# DESCRIPTION OF THE TASK
Reproduce only the lines in the part that opens with the line containing "Note: pick out each instance of the marching" and closes with the final line, both ends included. Keep every request line unchanged, and scale each coordinate in the answers by 0.4, rounding to the nearest whole number with halves rounded up.

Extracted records
== == ==
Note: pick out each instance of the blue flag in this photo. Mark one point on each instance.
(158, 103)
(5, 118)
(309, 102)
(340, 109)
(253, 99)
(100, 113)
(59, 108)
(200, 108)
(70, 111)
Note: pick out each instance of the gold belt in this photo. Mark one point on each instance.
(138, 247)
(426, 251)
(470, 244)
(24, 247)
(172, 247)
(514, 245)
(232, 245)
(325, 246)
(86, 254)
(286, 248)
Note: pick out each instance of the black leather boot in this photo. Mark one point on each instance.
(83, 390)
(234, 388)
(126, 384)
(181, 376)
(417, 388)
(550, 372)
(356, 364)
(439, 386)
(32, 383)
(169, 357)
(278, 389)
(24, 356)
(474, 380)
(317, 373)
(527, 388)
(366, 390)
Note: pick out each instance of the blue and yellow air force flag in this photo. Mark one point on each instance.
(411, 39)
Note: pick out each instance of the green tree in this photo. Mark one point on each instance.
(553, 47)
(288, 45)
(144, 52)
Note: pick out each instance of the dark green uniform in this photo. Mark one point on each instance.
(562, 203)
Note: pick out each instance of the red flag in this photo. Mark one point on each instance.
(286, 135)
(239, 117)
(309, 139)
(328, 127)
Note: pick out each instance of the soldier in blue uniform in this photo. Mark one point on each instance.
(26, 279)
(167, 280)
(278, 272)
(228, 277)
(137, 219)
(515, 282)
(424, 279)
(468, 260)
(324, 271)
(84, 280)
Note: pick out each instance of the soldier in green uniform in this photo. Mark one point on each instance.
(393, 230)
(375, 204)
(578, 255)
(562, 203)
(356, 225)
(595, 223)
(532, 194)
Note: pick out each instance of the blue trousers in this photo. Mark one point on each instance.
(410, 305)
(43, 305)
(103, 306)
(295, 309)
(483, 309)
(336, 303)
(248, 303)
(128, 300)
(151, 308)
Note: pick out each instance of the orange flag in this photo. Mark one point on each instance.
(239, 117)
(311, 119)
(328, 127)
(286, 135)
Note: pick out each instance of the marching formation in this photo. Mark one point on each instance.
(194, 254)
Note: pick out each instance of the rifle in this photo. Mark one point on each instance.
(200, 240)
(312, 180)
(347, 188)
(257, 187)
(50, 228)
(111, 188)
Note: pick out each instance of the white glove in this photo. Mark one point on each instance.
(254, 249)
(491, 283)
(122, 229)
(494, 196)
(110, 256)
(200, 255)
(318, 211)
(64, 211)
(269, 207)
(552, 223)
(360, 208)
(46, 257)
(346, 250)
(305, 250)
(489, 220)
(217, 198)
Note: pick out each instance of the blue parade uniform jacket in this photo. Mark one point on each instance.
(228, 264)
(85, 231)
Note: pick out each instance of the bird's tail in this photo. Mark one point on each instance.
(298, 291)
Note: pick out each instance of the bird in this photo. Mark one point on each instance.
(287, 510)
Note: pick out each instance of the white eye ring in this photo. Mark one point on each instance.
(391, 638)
== == ==
# SOLUTION TO THIS PROBLEM
Note: pick out each instance of the marching formation in this photo. Mark one point on each instance.
(78, 102)
Note: pick out each instance of the rifle in this photo. Mark one point on each instance.
(80, 96)
(125, 72)
(139, 75)
(103, 75)
(20, 91)
(44, 75)
Note: pick out each instance of the white glove in this photo. Mark one point on each instance.
(102, 100)
(196, 113)
(49, 92)
(198, 78)
(44, 102)
(80, 102)
(127, 84)
(26, 84)
(108, 83)
(221, 89)
(144, 83)
(18, 103)
(138, 100)
(122, 100)
(196, 88)
(87, 79)
Note: pick out each instance of the blue parade uniform jacket in this photo. Mark one point on each instance.
(91, 106)
(34, 92)
Note: pick out each instance of the bird's tail in this photo. Mark one point on each instance.
(119, 116)
Note: pick out each instance of the bird in this photo. Mark one point on each instance.
(115, 204)
Note: pick out each instance of the white eye ring in this photo. Mark one point on each instance.
(156, 255)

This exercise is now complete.